### RECORDS FOR THIS TASK

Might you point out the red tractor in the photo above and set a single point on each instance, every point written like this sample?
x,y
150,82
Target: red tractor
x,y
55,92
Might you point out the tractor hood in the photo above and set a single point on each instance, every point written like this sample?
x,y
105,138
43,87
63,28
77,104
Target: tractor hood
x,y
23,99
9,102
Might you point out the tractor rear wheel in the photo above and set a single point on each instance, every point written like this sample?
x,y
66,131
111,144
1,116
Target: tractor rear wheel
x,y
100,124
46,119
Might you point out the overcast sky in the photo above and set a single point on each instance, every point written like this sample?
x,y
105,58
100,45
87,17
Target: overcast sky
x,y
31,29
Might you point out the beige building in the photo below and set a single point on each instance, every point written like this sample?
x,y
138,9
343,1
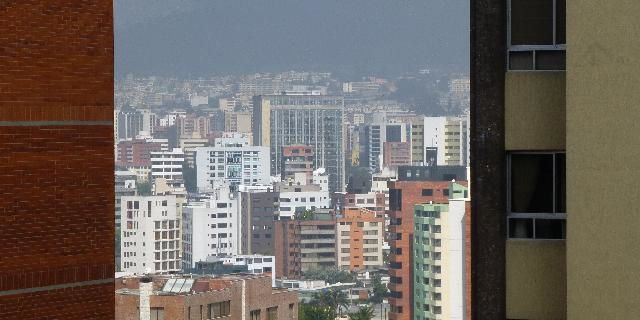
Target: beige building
x,y
242,297
237,122
562,113
359,240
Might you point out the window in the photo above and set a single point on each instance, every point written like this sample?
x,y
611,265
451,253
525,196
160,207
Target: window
x,y
219,309
536,195
395,199
272,313
537,34
157,313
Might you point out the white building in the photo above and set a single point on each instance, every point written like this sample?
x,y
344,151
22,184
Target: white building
x,y
150,235
211,227
296,196
450,136
256,264
440,257
231,164
233,139
168,165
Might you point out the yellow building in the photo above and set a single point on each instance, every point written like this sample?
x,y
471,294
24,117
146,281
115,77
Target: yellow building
x,y
554,160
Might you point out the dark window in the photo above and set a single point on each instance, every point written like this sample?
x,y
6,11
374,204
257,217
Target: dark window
x,y
532,22
395,199
537,183
219,309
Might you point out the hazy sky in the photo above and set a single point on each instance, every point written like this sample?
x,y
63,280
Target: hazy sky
x,y
349,37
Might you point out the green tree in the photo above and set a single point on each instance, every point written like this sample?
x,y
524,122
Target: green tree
x,y
143,188
330,275
334,299
364,313
379,289
314,312
307,214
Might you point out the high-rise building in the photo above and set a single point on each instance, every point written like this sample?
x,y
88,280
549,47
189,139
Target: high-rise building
x,y
137,152
376,135
57,172
237,122
440,254
150,235
303,245
312,120
403,195
258,211
168,165
295,197
295,159
130,123
211,227
396,154
191,126
242,296
232,164
359,240
554,159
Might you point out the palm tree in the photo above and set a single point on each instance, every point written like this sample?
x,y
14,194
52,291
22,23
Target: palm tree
x,y
335,299
364,313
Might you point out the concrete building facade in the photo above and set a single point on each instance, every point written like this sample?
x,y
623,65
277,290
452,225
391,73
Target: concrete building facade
x,y
211,227
229,296
359,240
258,212
150,235
312,120
168,165
403,195
232,164
440,256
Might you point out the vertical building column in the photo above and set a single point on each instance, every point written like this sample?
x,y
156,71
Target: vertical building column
x,y
488,172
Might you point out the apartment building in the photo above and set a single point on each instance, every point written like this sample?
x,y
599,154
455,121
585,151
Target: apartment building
x,y
191,126
232,164
296,159
137,152
302,245
441,252
372,201
552,126
414,185
150,235
296,197
237,122
359,240
196,298
376,134
168,165
442,141
211,227
258,211
57,206
312,120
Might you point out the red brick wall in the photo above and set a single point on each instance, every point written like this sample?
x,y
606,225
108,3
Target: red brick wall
x,y
411,195
56,209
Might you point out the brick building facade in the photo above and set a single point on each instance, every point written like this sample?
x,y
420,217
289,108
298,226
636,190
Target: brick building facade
x,y
56,145
224,297
403,195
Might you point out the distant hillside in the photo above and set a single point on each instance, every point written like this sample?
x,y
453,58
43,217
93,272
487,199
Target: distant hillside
x,y
348,37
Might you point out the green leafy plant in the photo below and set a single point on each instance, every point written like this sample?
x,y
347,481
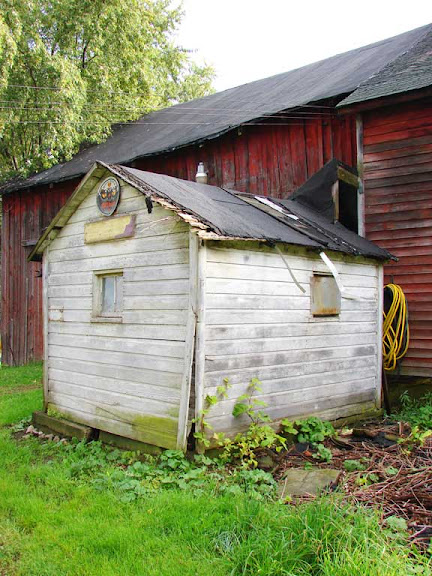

######

-- TASK STATEMENT --
Reproduce every record above word for word. Leave the pictures out.

-- RESULT OF THE EXERCISE --
Might you point out the red tractor in the photo above and set a single point on each instance, every point written like this sample?
x,y
150,82
Target: red tractor
x,y
55,92
Might you point out the tractor hood in the photo above and set a single point on each instance, every point written like this sample?
x,y
105,138
43,87
63,28
77,104
Target: tractor hood
x,y
23,99
9,102
Might you point out the tractor rear wheel in the photo above and set a single point on each instance, every point written like this sample?
x,y
66,131
111,144
1,116
Target: tractor rear wheel
x,y
100,124
46,119
Might you point out the overcast sky in the photo above and set a single point on each instance, every point written like this sample?
x,y
105,58
100,45
87,17
Target: overcast sky
x,y
31,29
Might you point out the beige building in the photo below and set a single point on each instance, every point written like this sample?
x,y
138,9
343,1
Target: beige building
x,y
242,297
237,122
562,113
359,240
Might you point out the window in the photo above and set a single point on each instance, every point written like this sample?
x,y
611,265
451,253
525,196
160,207
Target: window
x,y
219,309
536,195
395,199
272,313
537,34
157,313
Might you point out the white building in the photo above and set a single point on each instance, every point written like this sample?
x,y
344,151
22,184
Target: white building
x,y
150,235
211,227
296,196
450,136
256,264
440,257
231,164
233,139
168,165
Might you point out the yellow building in the photo above and set a single point on each instance, every point written like this sample?
x,y
471,294
24,117
146,281
115,77
Target: yellow building
x,y
554,160
Might you point out the dark window in the photo above and set a single point on each instance, every point written like this sample?
x,y
6,11
374,204
257,217
Target: dark window
x,y
532,22
395,199
537,183
219,309
Might you point out the hazy sky in the photo above and set a single point on each instance, every point written like this sample?
x,y
63,280
Target: hazy sky
x,y
349,37
Might you point out the green tree in the photo above and set a single point on each instance, every point written like this sample?
x,y
524,122
Target: green tree
x,y
143,188
330,275
334,299
364,313
379,289
314,312
307,214
Might you point out the high-rise building in the photo above and set a single point on each instance, every point written like this sample?
x,y
88,280
549,47
189,139
Target: high-rise building
x,y
137,152
376,135
57,172
237,122
440,254
150,235
303,245
312,120
403,195
258,211
168,165
295,197
295,159
130,123
211,227
396,154
191,126
242,296
232,164
359,240
554,159
Might you point out the palm tree in the photo above and set a single point on each instance, every point written like this sample?
x,y
14,194
52,291
22,23
Target: palm tree
x,y
335,299
364,313
Might you point out the concrete building facade in the photo above and set a single point on each instance, every point written like this sample?
x,y
623,65
277,290
452,225
391,73
Target: concrete building facade
x,y
211,227
229,296
359,240
258,212
150,235
312,120
168,165
403,195
232,164
440,256
Might you point out the vertical building column in the photo above and set a single point on each instance, every point written like this sample?
x,y
156,71
Target: vertical building column
x,y
488,172
Might you point out the apartment building in the photo above and set a single point on each instance, every point written like this sample?
x,y
599,154
455,121
585,151
Target: apartment building
x,y
191,126
232,164
296,159
137,152
302,245
441,252
372,201
552,126
414,185
150,235
296,197
237,122
359,240
196,298
376,134
168,165
442,141
211,227
258,211
57,206
312,120
Might you point out the red brick wall in the photo above and set a single point on each instance, every point written like this sample?
x,y
606,225
108,3
Target: red brick wall
x,y
411,195
56,209
Might you point out the brick building facade in the photo above and set a single point on each instance, every point written like this sample?
x,y
420,217
289,108
298,226
636,190
Target: brick building facade
x,y
56,145
224,297
403,195
Might you point out the distant hillside in the photo above and set a single point on each instance, every point written like this sample?
x,y
453,58
43,217
93,272
487,199
Target: distant hillside
x,y
348,37
Might you point out the green leafy plant in the photo below and set a single point on each instance, every point written like this sample?
x,y
347,481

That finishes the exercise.